> _Action item_: Down to the final line, return the records unchanged.

Spatial localization data:
==*==

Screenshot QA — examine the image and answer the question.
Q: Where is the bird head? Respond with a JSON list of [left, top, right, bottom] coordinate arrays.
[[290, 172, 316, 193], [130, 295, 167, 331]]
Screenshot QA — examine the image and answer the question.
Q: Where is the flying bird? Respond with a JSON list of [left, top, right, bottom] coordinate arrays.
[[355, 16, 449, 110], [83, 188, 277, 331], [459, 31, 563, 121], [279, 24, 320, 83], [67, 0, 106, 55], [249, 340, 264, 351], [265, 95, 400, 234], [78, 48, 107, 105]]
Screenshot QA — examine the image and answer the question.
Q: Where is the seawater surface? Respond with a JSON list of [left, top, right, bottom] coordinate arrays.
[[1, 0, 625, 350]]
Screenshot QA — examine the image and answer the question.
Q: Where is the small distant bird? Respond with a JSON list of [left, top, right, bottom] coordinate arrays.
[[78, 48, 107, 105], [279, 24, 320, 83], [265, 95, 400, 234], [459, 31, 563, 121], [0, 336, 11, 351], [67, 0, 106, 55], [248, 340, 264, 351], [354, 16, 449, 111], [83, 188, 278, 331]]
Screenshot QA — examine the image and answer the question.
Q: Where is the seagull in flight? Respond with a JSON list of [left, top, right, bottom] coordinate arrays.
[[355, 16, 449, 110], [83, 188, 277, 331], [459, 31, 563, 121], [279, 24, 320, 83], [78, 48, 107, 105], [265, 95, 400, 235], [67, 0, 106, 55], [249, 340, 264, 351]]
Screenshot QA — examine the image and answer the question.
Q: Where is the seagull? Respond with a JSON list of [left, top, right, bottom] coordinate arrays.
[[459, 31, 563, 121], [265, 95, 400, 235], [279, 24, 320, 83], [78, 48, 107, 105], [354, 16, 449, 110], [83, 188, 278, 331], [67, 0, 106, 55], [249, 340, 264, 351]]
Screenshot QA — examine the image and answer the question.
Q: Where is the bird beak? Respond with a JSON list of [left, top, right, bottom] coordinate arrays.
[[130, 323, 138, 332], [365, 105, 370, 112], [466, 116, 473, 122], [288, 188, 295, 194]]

==*==

> _Result of the task_:
Screenshot QA — examine the image and answer the question.
Q: Where is the bird head? Respond with a JSON list of [left, top, right, bottom] coordinate arrays.
[[290, 172, 316, 193], [130, 295, 167, 331]]
Screenshot QA — examine the image and answer the question.
Q: Where is the flying bird? Respond with a JSON list of [left, top, right, bottom] coordinate arrays.
[[355, 16, 449, 110], [83, 188, 277, 331], [459, 31, 563, 121], [279, 24, 320, 83], [67, 0, 106, 55], [249, 340, 264, 351], [265, 95, 400, 234], [78, 48, 107, 105]]
Screenshot QA — examine the image and answer the question.
Q: Where is the seawater surface? Respond with a JSON list of [left, top, right, bottom] coordinate arrays.
[[1, 0, 625, 350]]
Screenshot QA — examine the image and answer the question.
Q: Where is the small distant bird? Respond with a JSON list of [left, top, right, bottom] coordinate arrays.
[[78, 48, 107, 105], [279, 24, 320, 83], [265, 95, 400, 234], [459, 31, 563, 121], [0, 336, 11, 351], [67, 0, 106, 55], [248, 340, 264, 351], [354, 16, 449, 111], [83, 188, 278, 331]]
Screenshot QA — examine the image and answer the question.
Q: Where is the seagull in flight? Respond with a JSON list of [left, top, right, bottom] coordinate arrays.
[[355, 16, 449, 110], [83, 188, 277, 331], [459, 31, 563, 121], [279, 24, 320, 83], [78, 48, 107, 105], [265, 95, 400, 235], [67, 0, 106, 55], [249, 340, 264, 351]]
Screenshot QA — examine the image and answer the question.
Q: Where is the seagull? Respond with a JSON list of [left, top, right, bottom] coordinate arrays.
[[459, 31, 563, 121], [265, 95, 400, 235], [279, 24, 320, 83], [78, 48, 107, 105], [354, 16, 449, 110], [83, 188, 278, 331], [67, 0, 106, 55], [249, 340, 264, 351]]
Screenshot QA — examine the image and answer the question.
Q: Where is the bird beak? Respond with a JSON list of [left, top, right, bottom] coordinate arrays.
[[130, 323, 138, 332], [365, 105, 370, 112], [466, 116, 473, 122], [288, 188, 295, 194]]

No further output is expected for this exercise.